Text for analysis —
== == ==

Via City Comforts a great article from Wired Magazine in 1995, which takes a science fiction like look at the future of some of the more unlikely candidates for building conversion.
When the first big, regional, enclosed malls start to become obsolete, the historic preservationists stampede to their rescue. Like the old movie houses of the 1930s, these malls of the '70s and '80s are incredible palaces, built when price was no object. The layers of marble and gilt, the Amazon-like gardens and three-story computerized fountains and waterfalls, the amazingly sophisticated lighting systems designed to create different moods for every hour of the day.... They will never be seen again. They have to be saved!
As what, though?
University officials realize these structures would make great campuses. The anchors, where Macy's and Nordstrom and Sears used to sell goods, become excellent lecture halls seating thousands of students. The smaller shops are turned into more conventional classrooms. The three-story-high promenades in the center make fine places for students to flirt.
The most elaborate of these regional malls are known as gallerias. They are originally marked by office high-rises poking through the middle and hotels bolted onto the sides of the mall. The office towers, of course, become the administration buildings - quaintly called Old Main - and the hotels make swanky dorms.
Outside, goal posts rise from the acreage originally cleared for development that was never built. Nearby office buildings no longer prestigious enough for their intended purpose are turned into rollicking group houses with the skull of the Grateful Dead, that antiquated symbol of defiance, at the top of the tower.
It's a bleaker future for the great suburban subdivisions though:
In the medium future, history seems to be going Irvine's way. The market for its walled burbclaves - featuring homes painted only in variations on the color of Caucasian skin - booms. So what if the $400,000 Spanish townhouses with their tiled roofs are so indistinguishable that the easiest way to find yours is to hold down the button of the garage-door remote until it makes a panel open?

== == ==

Supplied entries —
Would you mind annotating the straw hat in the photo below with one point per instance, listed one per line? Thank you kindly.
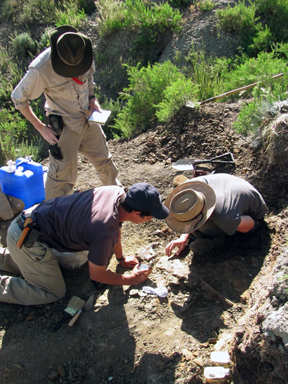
(71, 51)
(190, 205)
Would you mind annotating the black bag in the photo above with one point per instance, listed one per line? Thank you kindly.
(56, 123)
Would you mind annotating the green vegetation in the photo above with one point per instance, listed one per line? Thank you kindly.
(154, 90)
(261, 24)
(158, 90)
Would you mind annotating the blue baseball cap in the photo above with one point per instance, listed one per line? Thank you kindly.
(146, 198)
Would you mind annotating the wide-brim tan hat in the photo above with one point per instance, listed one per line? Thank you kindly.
(71, 51)
(190, 205)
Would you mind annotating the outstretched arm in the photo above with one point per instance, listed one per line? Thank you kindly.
(127, 262)
(103, 275)
(45, 130)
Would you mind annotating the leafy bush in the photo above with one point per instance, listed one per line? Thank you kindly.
(10, 75)
(148, 87)
(275, 14)
(69, 14)
(252, 70)
(206, 5)
(261, 24)
(174, 97)
(23, 45)
(266, 93)
(240, 19)
(115, 107)
(15, 140)
(116, 15)
(206, 74)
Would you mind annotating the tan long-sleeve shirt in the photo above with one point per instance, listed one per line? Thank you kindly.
(64, 96)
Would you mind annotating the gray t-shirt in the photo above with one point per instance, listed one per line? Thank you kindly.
(82, 221)
(234, 197)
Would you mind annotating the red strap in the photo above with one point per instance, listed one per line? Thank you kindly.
(77, 80)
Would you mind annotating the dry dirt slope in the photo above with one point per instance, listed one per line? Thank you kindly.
(131, 337)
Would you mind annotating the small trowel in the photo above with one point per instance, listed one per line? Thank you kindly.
(75, 305)
(88, 305)
(189, 164)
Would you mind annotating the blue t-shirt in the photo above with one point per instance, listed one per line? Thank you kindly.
(83, 221)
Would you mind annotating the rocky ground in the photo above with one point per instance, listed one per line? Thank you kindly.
(217, 301)
(228, 300)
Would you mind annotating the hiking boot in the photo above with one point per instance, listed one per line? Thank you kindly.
(204, 245)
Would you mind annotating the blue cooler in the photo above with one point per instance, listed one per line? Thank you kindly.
(23, 181)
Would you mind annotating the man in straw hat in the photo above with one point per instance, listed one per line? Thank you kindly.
(89, 220)
(211, 207)
(64, 73)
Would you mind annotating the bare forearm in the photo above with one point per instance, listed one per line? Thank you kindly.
(32, 118)
(45, 131)
(112, 278)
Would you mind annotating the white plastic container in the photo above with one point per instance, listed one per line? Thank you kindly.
(143, 267)
(220, 358)
(215, 374)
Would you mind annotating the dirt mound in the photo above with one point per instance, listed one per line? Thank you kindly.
(133, 337)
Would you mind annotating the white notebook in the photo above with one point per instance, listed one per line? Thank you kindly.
(98, 117)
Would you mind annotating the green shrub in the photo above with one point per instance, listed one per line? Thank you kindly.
(266, 93)
(206, 5)
(117, 15)
(10, 75)
(239, 19)
(180, 3)
(14, 138)
(175, 96)
(70, 14)
(115, 107)
(206, 74)
(23, 45)
(261, 42)
(275, 14)
(252, 70)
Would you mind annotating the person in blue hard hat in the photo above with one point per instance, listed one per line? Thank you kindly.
(89, 220)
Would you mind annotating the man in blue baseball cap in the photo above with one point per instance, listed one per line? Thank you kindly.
(89, 220)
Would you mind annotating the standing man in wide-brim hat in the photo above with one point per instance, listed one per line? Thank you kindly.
(64, 73)
(209, 208)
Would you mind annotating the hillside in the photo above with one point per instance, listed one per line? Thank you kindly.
(226, 300)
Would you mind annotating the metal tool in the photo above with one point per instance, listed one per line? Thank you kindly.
(88, 305)
(189, 164)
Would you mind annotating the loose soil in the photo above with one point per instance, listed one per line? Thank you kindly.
(132, 337)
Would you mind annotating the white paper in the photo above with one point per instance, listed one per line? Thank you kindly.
(99, 117)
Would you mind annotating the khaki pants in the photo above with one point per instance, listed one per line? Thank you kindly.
(42, 280)
(91, 142)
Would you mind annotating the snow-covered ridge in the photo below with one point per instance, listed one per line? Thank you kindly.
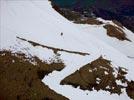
(37, 21)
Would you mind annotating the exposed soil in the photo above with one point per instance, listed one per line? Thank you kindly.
(55, 50)
(116, 32)
(91, 21)
(20, 78)
(100, 75)
(76, 16)
(117, 23)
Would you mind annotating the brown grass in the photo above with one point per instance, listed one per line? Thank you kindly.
(99, 75)
(116, 32)
(91, 21)
(118, 23)
(21, 80)
(55, 50)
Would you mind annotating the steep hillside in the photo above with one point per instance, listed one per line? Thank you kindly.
(35, 29)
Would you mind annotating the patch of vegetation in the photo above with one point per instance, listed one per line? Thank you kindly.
(20, 78)
(100, 75)
(116, 32)
(55, 50)
(76, 17)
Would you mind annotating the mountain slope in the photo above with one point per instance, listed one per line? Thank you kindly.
(38, 22)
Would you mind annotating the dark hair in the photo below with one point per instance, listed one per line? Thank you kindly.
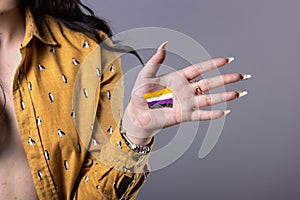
(78, 17)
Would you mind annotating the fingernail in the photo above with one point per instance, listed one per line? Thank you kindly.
(163, 45)
(226, 112)
(230, 59)
(246, 76)
(242, 93)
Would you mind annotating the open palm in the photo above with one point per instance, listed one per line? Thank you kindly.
(142, 122)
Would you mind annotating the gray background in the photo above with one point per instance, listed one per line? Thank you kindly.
(257, 156)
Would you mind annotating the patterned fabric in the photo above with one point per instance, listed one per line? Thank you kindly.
(68, 97)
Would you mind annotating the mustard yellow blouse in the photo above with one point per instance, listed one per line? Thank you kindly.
(68, 97)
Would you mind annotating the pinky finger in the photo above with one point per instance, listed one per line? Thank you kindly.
(203, 115)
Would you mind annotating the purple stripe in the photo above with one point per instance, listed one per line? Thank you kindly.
(165, 101)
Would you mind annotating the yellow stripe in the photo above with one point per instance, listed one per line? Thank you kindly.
(157, 93)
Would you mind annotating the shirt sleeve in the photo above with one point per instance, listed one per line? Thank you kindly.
(111, 169)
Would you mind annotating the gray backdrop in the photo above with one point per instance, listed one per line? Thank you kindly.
(257, 156)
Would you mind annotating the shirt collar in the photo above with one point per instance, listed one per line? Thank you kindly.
(37, 28)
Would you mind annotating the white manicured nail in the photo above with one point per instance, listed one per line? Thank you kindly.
(230, 59)
(163, 45)
(246, 76)
(226, 112)
(242, 94)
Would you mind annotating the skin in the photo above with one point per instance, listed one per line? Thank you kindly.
(140, 122)
(15, 176)
(143, 123)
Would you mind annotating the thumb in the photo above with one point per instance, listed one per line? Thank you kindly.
(152, 66)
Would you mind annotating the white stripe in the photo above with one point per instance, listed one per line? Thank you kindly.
(159, 98)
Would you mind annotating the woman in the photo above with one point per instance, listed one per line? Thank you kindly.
(44, 45)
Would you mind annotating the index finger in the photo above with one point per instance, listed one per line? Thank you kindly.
(196, 70)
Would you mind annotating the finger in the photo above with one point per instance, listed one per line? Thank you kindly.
(213, 99)
(196, 70)
(152, 66)
(215, 82)
(203, 115)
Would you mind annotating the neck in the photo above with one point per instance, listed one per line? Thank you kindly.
(12, 22)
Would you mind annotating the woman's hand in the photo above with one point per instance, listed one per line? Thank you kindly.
(141, 122)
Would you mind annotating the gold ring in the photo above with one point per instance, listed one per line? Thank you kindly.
(198, 91)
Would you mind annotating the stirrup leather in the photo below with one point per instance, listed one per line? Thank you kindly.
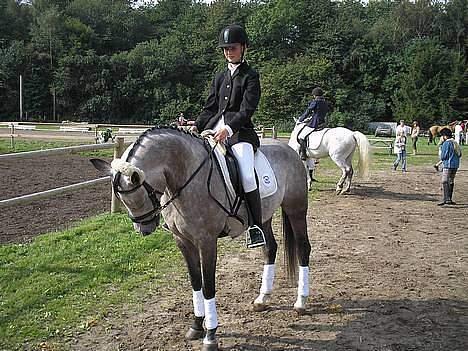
(254, 237)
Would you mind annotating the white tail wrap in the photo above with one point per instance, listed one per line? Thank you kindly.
(126, 168)
(211, 316)
(198, 303)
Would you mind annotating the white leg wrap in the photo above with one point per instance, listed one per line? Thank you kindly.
(211, 317)
(267, 279)
(303, 282)
(198, 303)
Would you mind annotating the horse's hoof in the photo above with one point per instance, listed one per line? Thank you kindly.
(210, 347)
(260, 307)
(194, 334)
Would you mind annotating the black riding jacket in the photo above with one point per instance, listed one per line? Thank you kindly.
(237, 99)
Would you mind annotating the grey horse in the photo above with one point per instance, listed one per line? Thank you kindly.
(171, 172)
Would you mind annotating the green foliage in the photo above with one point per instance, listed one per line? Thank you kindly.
(287, 87)
(430, 76)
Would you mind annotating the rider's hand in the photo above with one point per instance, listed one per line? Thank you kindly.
(221, 135)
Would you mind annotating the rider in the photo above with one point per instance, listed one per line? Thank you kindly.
(233, 99)
(314, 116)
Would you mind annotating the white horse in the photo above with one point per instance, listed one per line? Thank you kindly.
(338, 143)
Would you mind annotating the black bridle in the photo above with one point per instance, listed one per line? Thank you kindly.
(157, 207)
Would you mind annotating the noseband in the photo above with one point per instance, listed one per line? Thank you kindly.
(157, 207)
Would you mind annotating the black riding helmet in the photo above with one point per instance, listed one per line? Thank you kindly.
(232, 34)
(447, 132)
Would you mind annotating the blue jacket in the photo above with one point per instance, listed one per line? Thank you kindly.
(450, 154)
(318, 108)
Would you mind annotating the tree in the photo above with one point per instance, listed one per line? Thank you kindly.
(430, 77)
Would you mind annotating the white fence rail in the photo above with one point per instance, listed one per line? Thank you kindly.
(118, 147)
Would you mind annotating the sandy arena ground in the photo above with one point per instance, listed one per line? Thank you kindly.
(389, 269)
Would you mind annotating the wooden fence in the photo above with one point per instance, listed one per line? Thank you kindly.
(118, 146)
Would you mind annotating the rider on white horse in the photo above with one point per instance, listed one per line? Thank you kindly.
(315, 116)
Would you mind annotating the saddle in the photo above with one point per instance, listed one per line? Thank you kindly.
(229, 171)
(312, 137)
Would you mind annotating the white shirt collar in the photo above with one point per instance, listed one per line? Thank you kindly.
(232, 67)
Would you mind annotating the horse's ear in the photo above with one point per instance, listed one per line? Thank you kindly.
(135, 178)
(102, 165)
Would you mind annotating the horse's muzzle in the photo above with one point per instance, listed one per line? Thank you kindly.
(148, 227)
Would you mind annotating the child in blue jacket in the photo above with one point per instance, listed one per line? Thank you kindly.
(450, 153)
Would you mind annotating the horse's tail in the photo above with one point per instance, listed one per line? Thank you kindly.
(364, 154)
(290, 251)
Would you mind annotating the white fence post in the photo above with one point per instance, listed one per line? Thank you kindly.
(118, 151)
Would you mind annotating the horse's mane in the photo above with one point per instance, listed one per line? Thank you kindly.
(164, 129)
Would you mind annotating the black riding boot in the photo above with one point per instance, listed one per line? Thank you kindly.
(311, 175)
(446, 190)
(303, 149)
(450, 193)
(255, 236)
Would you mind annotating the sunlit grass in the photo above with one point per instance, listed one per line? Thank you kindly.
(64, 281)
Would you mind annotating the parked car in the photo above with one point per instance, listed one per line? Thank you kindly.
(385, 131)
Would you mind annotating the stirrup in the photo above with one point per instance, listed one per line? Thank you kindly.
(254, 237)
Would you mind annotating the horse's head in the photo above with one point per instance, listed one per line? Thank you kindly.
(138, 196)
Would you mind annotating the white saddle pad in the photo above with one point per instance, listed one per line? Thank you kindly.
(266, 177)
(314, 137)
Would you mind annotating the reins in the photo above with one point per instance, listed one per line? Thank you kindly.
(158, 208)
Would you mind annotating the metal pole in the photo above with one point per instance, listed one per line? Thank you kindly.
(118, 151)
(12, 136)
(21, 97)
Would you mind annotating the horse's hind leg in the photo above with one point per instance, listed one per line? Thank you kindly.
(192, 258)
(295, 223)
(268, 276)
(344, 174)
(349, 174)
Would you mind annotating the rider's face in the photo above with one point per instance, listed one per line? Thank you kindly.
(233, 53)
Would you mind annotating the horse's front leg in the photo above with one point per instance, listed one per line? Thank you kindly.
(309, 176)
(192, 259)
(208, 253)
(269, 252)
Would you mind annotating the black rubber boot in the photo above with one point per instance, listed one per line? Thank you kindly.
(255, 235)
(311, 175)
(445, 201)
(450, 193)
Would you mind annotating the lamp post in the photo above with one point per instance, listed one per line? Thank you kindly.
(21, 97)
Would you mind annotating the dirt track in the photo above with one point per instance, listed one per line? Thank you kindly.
(388, 270)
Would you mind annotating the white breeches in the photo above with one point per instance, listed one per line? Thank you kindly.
(243, 152)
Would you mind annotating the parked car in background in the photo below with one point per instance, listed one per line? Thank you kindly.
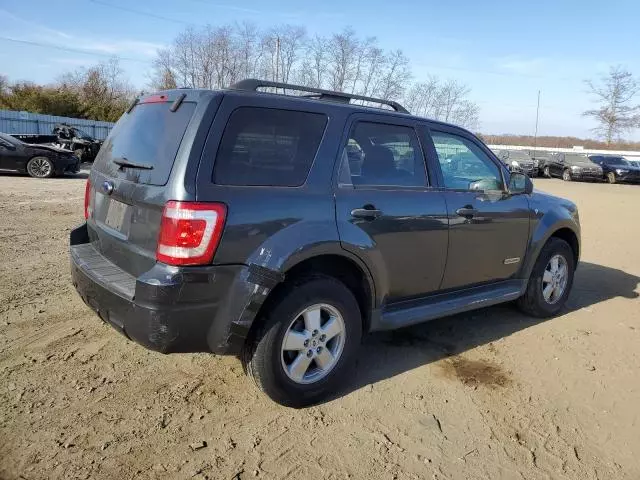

== == ==

Your assignment —
Please print the article on converting old malls verbatim, everything from "As what, though?" down to "students to flirt.". The entries have nothing to do with the article on converting old malls.

Solution for this problem —
As what, though?
University officials realize these structures would make great campuses. The anchors, where Macy's and Nordstrom and Sears used to sell goods, become excellent lecture halls seating thousands of students. The smaller shops are turned into more conventional classrooms. The three-story-high promenades in the center make fine places for students to flirt.